** begin **

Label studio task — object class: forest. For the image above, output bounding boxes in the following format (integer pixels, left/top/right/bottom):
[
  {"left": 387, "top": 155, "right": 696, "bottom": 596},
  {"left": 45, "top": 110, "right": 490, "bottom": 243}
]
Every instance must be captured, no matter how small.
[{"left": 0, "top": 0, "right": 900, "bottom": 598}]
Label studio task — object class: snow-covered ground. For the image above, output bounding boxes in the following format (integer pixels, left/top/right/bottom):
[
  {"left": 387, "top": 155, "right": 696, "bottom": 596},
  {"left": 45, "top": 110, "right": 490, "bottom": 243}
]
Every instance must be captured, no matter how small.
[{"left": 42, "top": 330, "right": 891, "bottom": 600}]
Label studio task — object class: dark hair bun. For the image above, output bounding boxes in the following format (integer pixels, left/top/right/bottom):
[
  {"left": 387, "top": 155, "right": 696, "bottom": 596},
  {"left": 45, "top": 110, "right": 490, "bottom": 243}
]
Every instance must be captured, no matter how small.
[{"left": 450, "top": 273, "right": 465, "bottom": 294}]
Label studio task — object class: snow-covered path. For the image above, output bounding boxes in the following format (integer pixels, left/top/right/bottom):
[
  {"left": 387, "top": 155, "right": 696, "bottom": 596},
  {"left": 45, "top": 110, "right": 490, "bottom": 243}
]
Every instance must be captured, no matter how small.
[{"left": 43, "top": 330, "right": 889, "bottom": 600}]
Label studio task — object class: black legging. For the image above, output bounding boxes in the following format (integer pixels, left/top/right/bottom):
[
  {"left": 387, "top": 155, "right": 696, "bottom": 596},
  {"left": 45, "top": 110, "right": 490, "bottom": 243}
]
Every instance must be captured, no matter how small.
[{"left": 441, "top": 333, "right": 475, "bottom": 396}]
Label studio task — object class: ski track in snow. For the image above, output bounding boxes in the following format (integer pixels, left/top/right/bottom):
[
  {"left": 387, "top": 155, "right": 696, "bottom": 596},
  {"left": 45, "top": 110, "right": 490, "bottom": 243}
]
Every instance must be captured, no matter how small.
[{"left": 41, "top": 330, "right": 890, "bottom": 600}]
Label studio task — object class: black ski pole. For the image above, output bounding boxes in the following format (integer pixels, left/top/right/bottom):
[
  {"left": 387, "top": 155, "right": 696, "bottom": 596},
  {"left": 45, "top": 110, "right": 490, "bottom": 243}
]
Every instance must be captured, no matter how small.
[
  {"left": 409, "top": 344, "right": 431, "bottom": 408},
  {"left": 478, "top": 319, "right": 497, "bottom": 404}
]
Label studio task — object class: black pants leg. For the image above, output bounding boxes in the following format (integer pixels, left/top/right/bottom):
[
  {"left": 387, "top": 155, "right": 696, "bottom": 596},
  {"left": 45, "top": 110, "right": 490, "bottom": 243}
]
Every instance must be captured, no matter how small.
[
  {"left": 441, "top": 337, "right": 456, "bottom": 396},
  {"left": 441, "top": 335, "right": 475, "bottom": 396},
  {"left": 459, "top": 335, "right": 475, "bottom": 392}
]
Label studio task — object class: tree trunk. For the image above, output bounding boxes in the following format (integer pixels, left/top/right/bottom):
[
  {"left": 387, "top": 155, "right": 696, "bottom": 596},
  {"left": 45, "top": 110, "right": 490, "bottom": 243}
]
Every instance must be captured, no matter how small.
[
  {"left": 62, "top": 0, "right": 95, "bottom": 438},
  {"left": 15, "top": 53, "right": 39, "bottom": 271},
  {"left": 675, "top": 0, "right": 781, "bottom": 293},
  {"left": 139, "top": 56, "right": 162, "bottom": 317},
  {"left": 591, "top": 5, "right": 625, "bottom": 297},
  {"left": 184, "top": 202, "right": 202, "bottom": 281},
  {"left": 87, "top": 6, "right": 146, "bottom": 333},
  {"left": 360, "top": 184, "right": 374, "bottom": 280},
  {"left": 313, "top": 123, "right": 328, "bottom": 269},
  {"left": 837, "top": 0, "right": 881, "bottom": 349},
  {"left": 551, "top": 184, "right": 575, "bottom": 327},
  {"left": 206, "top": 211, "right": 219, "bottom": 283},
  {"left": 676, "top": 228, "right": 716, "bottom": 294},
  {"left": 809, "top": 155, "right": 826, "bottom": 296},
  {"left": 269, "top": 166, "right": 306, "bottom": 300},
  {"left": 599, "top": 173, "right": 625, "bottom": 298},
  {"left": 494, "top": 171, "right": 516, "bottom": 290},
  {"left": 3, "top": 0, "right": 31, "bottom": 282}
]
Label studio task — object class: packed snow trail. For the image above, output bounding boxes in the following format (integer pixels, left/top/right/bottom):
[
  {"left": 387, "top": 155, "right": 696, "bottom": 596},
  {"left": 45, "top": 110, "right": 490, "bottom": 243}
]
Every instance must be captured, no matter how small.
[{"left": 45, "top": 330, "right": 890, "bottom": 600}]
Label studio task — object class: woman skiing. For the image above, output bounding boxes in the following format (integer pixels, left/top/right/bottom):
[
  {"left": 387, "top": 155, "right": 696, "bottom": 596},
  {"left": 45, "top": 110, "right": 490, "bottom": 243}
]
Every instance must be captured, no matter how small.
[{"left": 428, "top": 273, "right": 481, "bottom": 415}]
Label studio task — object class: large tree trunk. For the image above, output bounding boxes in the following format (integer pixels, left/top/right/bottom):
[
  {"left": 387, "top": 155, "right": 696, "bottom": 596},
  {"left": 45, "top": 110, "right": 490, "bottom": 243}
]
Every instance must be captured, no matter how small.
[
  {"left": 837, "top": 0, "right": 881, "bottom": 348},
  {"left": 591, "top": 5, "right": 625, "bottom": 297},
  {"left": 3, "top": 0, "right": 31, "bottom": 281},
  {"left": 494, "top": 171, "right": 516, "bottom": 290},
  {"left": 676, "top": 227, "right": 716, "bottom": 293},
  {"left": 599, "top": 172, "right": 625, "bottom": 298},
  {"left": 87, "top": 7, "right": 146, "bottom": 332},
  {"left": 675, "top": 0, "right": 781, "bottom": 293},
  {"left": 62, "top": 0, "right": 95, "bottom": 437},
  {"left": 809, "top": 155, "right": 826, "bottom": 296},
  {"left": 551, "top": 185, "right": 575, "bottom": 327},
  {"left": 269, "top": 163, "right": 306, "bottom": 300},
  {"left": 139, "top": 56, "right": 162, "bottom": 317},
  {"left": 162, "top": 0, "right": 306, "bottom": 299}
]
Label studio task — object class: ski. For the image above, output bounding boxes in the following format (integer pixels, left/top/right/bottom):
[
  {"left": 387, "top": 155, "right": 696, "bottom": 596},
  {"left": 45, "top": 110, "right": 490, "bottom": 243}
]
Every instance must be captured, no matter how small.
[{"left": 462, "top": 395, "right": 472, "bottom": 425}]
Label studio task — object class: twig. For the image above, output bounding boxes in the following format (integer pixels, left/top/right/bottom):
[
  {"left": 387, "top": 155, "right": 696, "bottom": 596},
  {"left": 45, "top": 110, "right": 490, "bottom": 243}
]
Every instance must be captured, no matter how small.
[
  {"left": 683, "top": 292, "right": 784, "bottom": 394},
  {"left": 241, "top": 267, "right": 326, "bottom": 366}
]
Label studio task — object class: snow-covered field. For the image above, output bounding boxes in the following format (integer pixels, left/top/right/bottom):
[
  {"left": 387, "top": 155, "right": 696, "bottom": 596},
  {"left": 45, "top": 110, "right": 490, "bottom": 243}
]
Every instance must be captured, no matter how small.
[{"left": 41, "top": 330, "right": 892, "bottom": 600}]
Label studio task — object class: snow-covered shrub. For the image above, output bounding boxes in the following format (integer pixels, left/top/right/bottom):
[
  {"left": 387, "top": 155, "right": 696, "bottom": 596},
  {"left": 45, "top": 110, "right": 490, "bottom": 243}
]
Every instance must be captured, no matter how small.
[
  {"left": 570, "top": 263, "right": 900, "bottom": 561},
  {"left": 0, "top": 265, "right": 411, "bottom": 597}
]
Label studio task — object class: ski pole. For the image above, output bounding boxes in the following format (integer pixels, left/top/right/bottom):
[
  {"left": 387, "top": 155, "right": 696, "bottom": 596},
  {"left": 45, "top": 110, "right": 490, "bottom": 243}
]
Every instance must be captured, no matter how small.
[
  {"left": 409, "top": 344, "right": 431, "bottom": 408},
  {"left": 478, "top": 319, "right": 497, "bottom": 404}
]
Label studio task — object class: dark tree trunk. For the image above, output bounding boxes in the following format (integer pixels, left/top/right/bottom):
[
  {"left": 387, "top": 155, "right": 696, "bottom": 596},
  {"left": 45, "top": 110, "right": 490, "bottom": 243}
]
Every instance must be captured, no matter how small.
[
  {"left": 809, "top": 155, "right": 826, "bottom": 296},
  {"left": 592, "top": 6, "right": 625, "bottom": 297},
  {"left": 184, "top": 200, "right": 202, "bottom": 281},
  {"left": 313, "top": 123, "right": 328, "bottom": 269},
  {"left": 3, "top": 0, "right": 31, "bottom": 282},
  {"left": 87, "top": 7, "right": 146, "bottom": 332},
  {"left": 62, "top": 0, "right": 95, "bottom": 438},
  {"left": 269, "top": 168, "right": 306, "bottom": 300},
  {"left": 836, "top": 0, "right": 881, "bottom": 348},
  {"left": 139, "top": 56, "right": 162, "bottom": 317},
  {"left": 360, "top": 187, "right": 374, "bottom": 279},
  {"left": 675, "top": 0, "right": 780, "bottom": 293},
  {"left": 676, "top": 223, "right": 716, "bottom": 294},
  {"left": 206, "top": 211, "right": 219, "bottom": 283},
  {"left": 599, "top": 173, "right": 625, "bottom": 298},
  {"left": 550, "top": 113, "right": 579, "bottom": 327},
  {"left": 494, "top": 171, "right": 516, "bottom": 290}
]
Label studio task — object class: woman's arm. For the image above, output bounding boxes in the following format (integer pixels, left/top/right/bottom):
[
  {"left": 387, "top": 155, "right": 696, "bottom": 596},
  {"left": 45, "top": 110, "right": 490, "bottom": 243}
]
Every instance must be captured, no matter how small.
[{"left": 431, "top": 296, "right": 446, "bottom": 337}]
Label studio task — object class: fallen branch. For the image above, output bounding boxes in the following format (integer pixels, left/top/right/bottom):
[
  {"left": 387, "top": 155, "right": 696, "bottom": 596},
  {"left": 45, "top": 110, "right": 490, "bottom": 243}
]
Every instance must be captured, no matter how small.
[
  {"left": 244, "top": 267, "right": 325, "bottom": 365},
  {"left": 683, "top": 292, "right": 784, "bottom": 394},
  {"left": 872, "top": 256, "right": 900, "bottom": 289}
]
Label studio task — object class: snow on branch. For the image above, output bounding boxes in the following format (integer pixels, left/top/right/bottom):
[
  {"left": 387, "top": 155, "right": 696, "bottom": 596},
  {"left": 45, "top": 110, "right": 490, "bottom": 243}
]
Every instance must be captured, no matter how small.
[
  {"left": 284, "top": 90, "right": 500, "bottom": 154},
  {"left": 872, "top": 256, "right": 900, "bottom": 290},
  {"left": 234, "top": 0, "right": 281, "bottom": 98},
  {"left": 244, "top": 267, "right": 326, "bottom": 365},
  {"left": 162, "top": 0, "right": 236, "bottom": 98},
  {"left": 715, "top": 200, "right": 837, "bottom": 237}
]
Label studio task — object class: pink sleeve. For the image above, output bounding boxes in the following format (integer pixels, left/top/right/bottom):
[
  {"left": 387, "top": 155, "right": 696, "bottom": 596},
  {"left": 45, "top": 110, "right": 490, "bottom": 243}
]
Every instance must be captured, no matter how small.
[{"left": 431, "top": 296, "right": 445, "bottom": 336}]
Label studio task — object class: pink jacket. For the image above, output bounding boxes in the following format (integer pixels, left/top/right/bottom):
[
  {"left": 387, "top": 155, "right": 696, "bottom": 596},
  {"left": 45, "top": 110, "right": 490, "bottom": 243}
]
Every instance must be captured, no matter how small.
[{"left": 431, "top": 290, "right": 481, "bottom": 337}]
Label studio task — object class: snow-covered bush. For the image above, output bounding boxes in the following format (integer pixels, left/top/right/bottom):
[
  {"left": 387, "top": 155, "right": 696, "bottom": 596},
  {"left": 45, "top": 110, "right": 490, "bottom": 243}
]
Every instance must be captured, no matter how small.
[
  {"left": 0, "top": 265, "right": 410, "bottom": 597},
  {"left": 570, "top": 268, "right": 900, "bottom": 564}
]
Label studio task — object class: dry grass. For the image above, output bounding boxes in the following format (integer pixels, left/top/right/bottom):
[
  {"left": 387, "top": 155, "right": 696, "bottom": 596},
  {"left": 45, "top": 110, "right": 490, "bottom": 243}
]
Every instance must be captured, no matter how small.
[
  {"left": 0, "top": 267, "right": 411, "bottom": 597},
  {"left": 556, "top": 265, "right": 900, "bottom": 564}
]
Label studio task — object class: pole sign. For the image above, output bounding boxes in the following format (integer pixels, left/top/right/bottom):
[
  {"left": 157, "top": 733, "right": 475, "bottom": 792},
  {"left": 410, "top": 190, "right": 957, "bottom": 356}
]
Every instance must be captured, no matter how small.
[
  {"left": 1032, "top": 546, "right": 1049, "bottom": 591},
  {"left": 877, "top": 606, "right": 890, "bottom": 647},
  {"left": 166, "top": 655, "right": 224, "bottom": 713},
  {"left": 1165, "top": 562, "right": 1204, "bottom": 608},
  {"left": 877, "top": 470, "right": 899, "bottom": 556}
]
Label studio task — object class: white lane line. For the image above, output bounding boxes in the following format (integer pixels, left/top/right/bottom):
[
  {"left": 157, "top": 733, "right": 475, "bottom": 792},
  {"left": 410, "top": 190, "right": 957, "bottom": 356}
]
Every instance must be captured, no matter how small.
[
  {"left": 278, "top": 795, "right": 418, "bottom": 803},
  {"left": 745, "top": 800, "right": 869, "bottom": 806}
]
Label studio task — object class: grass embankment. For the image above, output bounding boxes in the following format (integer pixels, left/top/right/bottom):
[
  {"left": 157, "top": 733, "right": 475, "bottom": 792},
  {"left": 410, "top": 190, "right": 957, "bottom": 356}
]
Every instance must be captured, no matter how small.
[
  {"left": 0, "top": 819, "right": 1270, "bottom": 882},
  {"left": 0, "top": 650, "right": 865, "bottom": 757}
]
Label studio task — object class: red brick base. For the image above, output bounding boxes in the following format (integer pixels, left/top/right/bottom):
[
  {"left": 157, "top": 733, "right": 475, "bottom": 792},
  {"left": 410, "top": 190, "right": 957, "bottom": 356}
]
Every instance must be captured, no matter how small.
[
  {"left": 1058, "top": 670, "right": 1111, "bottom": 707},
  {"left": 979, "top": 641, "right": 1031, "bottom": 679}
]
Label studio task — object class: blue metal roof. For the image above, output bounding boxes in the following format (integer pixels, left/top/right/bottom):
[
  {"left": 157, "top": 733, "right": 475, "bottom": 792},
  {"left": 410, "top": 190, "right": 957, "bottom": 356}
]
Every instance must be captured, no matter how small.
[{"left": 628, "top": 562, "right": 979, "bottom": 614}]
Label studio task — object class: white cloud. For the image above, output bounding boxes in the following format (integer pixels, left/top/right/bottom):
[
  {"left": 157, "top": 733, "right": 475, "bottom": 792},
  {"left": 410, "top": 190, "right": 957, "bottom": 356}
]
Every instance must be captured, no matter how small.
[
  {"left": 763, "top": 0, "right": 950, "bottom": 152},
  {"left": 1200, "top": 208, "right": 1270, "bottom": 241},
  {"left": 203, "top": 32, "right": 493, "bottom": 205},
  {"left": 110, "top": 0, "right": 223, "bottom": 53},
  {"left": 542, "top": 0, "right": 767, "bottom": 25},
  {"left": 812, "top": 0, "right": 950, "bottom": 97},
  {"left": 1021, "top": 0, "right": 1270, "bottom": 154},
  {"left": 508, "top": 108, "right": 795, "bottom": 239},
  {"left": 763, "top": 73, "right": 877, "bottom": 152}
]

** end **

● **What you should do**
Reproduce the part of the rows that opens with the line containing "Label studio task — object class: white cloud." and runs through the end of the rows, swapping "no matter how small" for "however small" and leaving everything else unchanged.

● **Final result**
Label studio task — object class: white cloud. For the image above, output bounding boxes in the following format (integer pixels, left/top/right/bottom):
[
  {"left": 157, "top": 733, "right": 475, "bottom": 792},
  {"left": 410, "top": 190, "right": 957, "bottom": 356}
]
Every instance must be captured, however small.
[
  {"left": 763, "top": 0, "right": 950, "bottom": 152},
  {"left": 1200, "top": 208, "right": 1270, "bottom": 241},
  {"left": 203, "top": 32, "right": 493, "bottom": 205},
  {"left": 110, "top": 0, "right": 223, "bottom": 53},
  {"left": 542, "top": 0, "right": 767, "bottom": 25},
  {"left": 812, "top": 0, "right": 950, "bottom": 97},
  {"left": 1021, "top": 0, "right": 1270, "bottom": 154},
  {"left": 508, "top": 108, "right": 795, "bottom": 239},
  {"left": 763, "top": 73, "right": 877, "bottom": 152}
]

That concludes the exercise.